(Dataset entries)
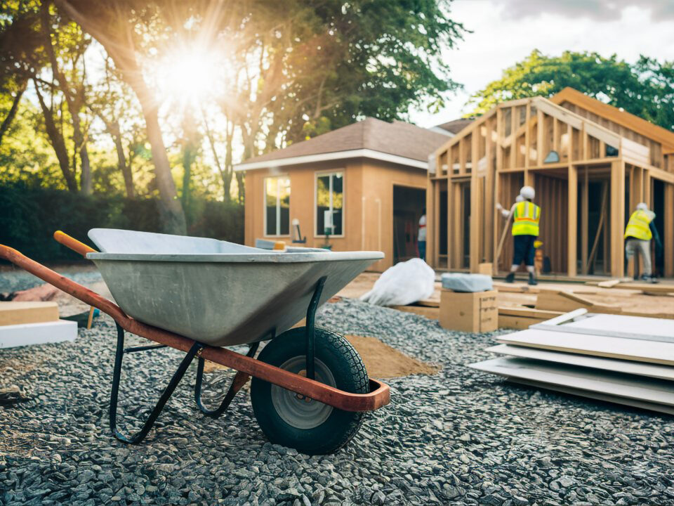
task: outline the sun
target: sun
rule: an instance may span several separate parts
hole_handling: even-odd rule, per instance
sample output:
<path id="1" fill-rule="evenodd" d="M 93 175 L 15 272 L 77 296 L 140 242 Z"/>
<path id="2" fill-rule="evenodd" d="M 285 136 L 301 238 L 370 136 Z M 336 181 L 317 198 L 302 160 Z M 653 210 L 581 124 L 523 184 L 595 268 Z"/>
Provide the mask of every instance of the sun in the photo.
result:
<path id="1" fill-rule="evenodd" d="M 167 51 L 157 72 L 158 91 L 183 107 L 201 104 L 218 89 L 223 65 L 217 53 L 196 46 Z"/>

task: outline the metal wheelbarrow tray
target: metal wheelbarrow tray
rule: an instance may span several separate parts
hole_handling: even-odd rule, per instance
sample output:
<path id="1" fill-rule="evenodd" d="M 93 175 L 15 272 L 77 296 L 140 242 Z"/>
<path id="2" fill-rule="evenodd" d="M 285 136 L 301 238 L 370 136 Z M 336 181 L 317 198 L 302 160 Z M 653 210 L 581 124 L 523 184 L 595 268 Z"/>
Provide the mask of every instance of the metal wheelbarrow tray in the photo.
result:
<path id="1" fill-rule="evenodd" d="M 54 238 L 96 264 L 119 306 L 12 248 L 0 245 L 0 257 L 115 320 L 110 420 L 118 439 L 145 438 L 194 357 L 194 399 L 203 413 L 221 415 L 252 376 L 251 403 L 263 431 L 272 442 L 306 453 L 336 451 L 356 434 L 364 412 L 389 403 L 388 387 L 367 377 L 348 342 L 314 325 L 317 307 L 381 259 L 381 252 L 270 252 L 212 239 L 106 229 L 89 235 L 103 252 L 62 232 Z M 305 315 L 305 327 L 290 329 Z M 158 344 L 125 348 L 125 331 Z M 266 339 L 271 341 L 256 359 Z M 244 344 L 250 346 L 246 355 L 220 347 Z M 186 355 L 141 429 L 124 436 L 117 430 L 124 355 L 164 346 Z M 201 400 L 204 360 L 237 371 L 212 410 Z"/>

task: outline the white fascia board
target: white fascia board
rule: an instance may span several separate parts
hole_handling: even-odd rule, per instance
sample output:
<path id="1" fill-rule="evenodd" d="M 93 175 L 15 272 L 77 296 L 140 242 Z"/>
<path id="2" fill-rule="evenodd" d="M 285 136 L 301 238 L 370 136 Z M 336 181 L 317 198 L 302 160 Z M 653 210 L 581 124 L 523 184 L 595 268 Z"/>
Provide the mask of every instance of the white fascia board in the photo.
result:
<path id="1" fill-rule="evenodd" d="M 278 160 L 265 160 L 263 162 L 253 162 L 251 163 L 240 163 L 234 166 L 234 170 L 246 171 L 256 169 L 275 169 L 285 165 L 298 165 L 305 163 L 315 163 L 317 162 L 326 162 L 333 160 L 344 160 L 345 158 L 371 158 L 383 162 L 407 165 L 416 169 L 428 169 L 428 162 L 413 158 L 389 155 L 381 151 L 369 149 L 349 150 L 348 151 L 336 151 L 335 153 L 319 153 L 318 155 L 305 155 L 304 156 L 291 157 L 290 158 L 279 158 Z"/>
<path id="2" fill-rule="evenodd" d="M 434 131 L 437 134 L 442 134 L 442 135 L 447 136 L 447 137 L 455 137 L 456 136 L 456 134 L 451 132 L 449 130 L 441 129 L 440 126 L 431 126 L 428 129 L 430 130 L 431 131 Z"/>

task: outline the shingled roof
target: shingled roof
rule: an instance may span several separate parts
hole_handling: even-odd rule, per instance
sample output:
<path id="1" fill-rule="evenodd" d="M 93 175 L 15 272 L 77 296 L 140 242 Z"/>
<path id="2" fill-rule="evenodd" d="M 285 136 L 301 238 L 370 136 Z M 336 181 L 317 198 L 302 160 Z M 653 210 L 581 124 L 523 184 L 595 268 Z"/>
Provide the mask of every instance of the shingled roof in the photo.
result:
<path id="1" fill-rule="evenodd" d="M 260 163 L 264 162 L 273 162 L 287 158 L 359 150 L 369 150 L 426 163 L 428 156 L 447 140 L 447 137 L 442 134 L 409 123 L 400 121 L 389 123 L 369 117 L 308 141 L 291 144 L 284 149 L 251 158 L 236 168 L 245 170 L 247 166 L 253 164 L 255 167 L 250 168 L 260 168 Z M 348 155 L 349 153 L 345 153 L 345 155 Z M 359 155 L 354 154 L 354 156 Z M 301 160 L 297 162 L 302 163 Z M 269 164 L 270 167 L 273 165 L 273 163 Z"/>

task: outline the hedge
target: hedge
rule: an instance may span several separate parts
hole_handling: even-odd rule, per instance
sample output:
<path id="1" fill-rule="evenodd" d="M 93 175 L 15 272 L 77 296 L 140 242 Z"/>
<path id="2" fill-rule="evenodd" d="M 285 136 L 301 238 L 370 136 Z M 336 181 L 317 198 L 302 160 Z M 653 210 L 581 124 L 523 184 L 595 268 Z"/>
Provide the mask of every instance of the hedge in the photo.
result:
<path id="1" fill-rule="evenodd" d="M 238 203 L 193 199 L 186 217 L 190 235 L 244 241 L 244 207 Z M 96 228 L 161 232 L 157 200 L 85 196 L 22 183 L 0 187 L 0 244 L 36 260 L 81 259 L 52 235 L 62 230 L 94 246 L 86 233 Z"/>

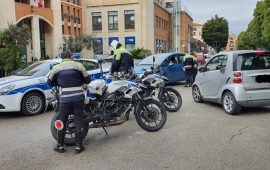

▸ Required work
Copy out every line of the entries above word for word, omitting the pictures.

▸ Response to the task
task: outline the sun
target: sun
rule: an instance may span several separate parts
hole_handling: even-odd rule, per instance
sample output:
<path id="1" fill-rule="evenodd" d="M 93 175 L 15 272 L 77 296 L 140 242 Z"/>
<path id="2" fill-rule="evenodd" d="M 285 136 L 301 238 L 370 136 Z M 336 181 L 317 198 L 302 160 Z M 653 210 L 581 124 L 523 184 L 595 268 Z"/>
Provide the mask of every instance of the sun in the photo.
result:
<path id="1" fill-rule="evenodd" d="M 167 51 L 157 72 L 158 91 L 183 107 L 201 104 L 218 89 L 223 65 L 217 53 L 196 46 Z"/>

task: outline the metal wheelbarrow tray
target: metal wheelbarrow tray
rule: an instance may span several separate parts
hole_handling: even-odd rule, per instance
sample output:
<path id="1" fill-rule="evenodd" d="M 93 175 L 15 272 L 77 296 L 140 242 Z"/>
<path id="2" fill-rule="evenodd" d="M 285 136 L 301 238 L 370 136 Z M 336 181 L 317 198 L 302 160 Z M 653 210 L 581 124 L 523 184 L 595 268 Z"/>
Provide the mask of every instance of the metal wheelbarrow tray in the photo.
result:
<path id="1" fill-rule="evenodd" d="M 54 238 L 96 264 L 119 306 L 12 248 L 0 245 L 0 257 L 115 320 L 110 420 L 118 439 L 145 438 L 194 357 L 194 399 L 203 413 L 221 415 L 252 376 L 251 403 L 263 431 L 272 442 L 306 453 L 336 451 L 356 434 L 364 412 L 389 403 L 388 387 L 367 377 L 348 342 L 314 325 L 317 307 L 381 259 L 381 252 L 270 252 L 212 239 L 106 229 L 89 235 L 103 252 L 62 232 Z M 305 315 L 305 327 L 290 329 Z M 158 344 L 125 348 L 125 331 Z M 266 339 L 271 341 L 256 359 Z M 244 344 L 250 346 L 246 355 L 220 347 Z M 186 355 L 141 429 L 124 436 L 117 430 L 124 355 L 164 346 Z M 201 400 L 204 360 L 237 371 L 212 410 Z"/>

task: outline the white fascia board
target: white fascia board
rule: an instance may span several separate parts
hole_handling: even-odd rule, per instance
sample output:
<path id="1" fill-rule="evenodd" d="M 93 175 L 15 272 L 77 296 L 140 242 Z"/>
<path id="2" fill-rule="evenodd" d="M 285 136 L 301 238 L 370 136 Z M 336 181 L 317 198 L 302 160 Z M 653 210 L 581 124 L 523 184 L 595 268 Z"/>
Provide the mask of every instance of the white fascia board in the photo.
result:
<path id="1" fill-rule="evenodd" d="M 278 160 L 265 160 L 263 162 L 253 162 L 251 163 L 240 163 L 234 166 L 234 170 L 246 171 L 256 169 L 275 169 L 285 165 L 298 165 L 305 163 L 315 163 L 317 162 L 326 162 L 333 160 L 344 160 L 345 158 L 371 158 L 383 162 L 407 165 L 416 169 L 428 169 L 428 162 L 413 158 L 389 155 L 381 151 L 369 149 L 349 150 L 348 151 L 336 151 L 335 153 L 319 153 L 318 155 L 305 155 L 304 156 L 291 157 L 290 158 L 279 158 Z"/>
<path id="2" fill-rule="evenodd" d="M 434 131 L 437 134 L 442 134 L 442 135 L 447 136 L 447 137 L 455 137 L 456 136 L 456 134 L 451 132 L 449 130 L 441 129 L 440 126 L 431 126 L 428 129 L 430 130 L 431 131 Z"/>

task: outline the shingled roof
target: shingled roof
rule: an instance may span several separate parts
hole_handling: even-odd rule, per instance
sample output:
<path id="1" fill-rule="evenodd" d="M 93 175 L 15 272 L 77 296 L 140 242 Z"/>
<path id="2" fill-rule="evenodd" d="M 285 136 L 301 238 L 370 136 Z M 336 181 L 317 198 L 302 160 Z M 653 210 L 581 124 L 523 184 L 595 268 Z"/>
Provide the mask of every instance of the shingled roof in the photo.
result:
<path id="1" fill-rule="evenodd" d="M 260 163 L 264 162 L 273 162 L 287 158 L 359 150 L 369 150 L 426 163 L 428 156 L 447 140 L 447 137 L 442 134 L 409 123 L 400 121 L 389 123 L 369 117 L 308 141 L 291 144 L 284 149 L 251 158 L 236 168 L 245 170 L 247 166 L 253 164 L 255 167 L 250 168 L 260 168 Z M 348 155 L 349 153 L 345 153 L 345 155 Z M 359 155 L 354 154 L 354 156 Z M 301 160 L 297 162 L 302 163 Z M 269 164 L 270 167 L 273 165 L 273 163 Z"/>

task: outline the hedge
target: hedge
rule: an instance may span several separate parts
hole_handling: even-odd rule, per instance
sample output:
<path id="1" fill-rule="evenodd" d="M 93 175 L 15 272 L 77 296 L 140 242 Z"/>
<path id="2" fill-rule="evenodd" d="M 285 136 L 301 238 L 370 136 Z M 336 181 L 317 198 L 302 160 Z M 653 210 L 581 124 L 523 184 L 595 268 Z"/>
Provide the mask of every instance of the hedge in the photo.
result:
<path id="1" fill-rule="evenodd" d="M 238 203 L 193 199 L 186 217 L 190 235 L 244 241 L 244 207 Z M 96 228 L 161 232 L 157 200 L 85 196 L 22 183 L 0 187 L 0 244 L 36 260 L 81 259 L 52 235 L 62 230 L 94 246 L 86 233 Z"/>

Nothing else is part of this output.